Requirements => Rewrite the material as a numbered list with no blank lines. Begin at the line that contains "Where can you see the railway track?", stop after the last line of the material, and include no other lines.

::::

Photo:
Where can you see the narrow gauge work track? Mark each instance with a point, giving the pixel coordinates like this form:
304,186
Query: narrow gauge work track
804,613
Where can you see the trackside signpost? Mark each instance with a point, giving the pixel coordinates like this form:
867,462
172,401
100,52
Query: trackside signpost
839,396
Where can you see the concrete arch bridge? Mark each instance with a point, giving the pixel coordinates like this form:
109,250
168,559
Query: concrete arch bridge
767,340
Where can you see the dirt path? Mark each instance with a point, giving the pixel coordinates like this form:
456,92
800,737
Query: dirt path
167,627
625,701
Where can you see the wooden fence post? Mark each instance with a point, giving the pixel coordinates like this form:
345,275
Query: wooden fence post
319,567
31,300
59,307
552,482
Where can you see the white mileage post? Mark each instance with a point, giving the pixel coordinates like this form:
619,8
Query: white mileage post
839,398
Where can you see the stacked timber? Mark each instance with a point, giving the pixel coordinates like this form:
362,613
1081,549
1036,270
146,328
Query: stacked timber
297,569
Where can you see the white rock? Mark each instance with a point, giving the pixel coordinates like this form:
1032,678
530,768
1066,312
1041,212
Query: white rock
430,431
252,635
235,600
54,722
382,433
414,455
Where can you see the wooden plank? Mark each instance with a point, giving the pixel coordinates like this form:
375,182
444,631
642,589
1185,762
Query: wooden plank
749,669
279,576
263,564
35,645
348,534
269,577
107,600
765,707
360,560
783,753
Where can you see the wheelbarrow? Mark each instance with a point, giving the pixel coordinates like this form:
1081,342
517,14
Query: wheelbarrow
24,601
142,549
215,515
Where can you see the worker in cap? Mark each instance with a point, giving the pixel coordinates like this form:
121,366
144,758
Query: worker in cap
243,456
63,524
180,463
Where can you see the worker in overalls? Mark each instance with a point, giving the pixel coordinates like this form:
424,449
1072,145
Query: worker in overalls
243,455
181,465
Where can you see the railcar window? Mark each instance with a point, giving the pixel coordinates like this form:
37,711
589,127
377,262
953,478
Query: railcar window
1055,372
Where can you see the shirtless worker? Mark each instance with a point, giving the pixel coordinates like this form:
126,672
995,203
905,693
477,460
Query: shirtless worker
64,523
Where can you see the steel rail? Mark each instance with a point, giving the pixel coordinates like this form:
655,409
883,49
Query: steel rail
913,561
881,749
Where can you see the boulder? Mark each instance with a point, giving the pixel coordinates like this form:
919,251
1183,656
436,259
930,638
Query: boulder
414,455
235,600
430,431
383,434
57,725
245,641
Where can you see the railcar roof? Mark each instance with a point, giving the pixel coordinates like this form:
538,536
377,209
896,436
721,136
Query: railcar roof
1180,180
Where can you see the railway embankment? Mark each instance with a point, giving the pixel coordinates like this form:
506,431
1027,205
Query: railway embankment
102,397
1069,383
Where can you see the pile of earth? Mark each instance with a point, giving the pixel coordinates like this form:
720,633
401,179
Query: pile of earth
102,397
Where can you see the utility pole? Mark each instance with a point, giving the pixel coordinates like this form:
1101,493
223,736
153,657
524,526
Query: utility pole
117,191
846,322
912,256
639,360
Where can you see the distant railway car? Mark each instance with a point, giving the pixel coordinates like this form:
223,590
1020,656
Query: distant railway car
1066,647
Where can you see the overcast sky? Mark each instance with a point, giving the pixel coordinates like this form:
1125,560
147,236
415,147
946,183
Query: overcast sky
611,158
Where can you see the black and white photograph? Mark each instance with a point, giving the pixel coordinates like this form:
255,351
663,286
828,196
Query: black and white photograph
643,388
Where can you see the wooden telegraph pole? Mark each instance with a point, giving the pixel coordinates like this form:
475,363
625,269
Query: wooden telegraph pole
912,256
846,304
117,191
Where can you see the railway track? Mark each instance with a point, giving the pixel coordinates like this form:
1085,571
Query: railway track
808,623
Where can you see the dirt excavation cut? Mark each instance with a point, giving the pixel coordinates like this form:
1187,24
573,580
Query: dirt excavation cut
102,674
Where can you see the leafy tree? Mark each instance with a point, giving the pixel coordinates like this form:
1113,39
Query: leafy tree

::::

Exercise answer =>
1. Where can you see the railway track? Mark each instance with a point, giving the pixel coordinates like this form:
2. 1085,571
3. Query: railway track
4. 808,623
5. Where can you see the dirt excavation cut? Mark each instance with a point, giving the pixel coordinates like this form:
6. 1187,24
7. 573,580
8. Query: dirt excavation cut
9. 102,674
10. Where can you see the leafy tree? Mark each instance with a point, giving the pixel coordinates like this form:
11. 1113,39
12. Query: leafy tree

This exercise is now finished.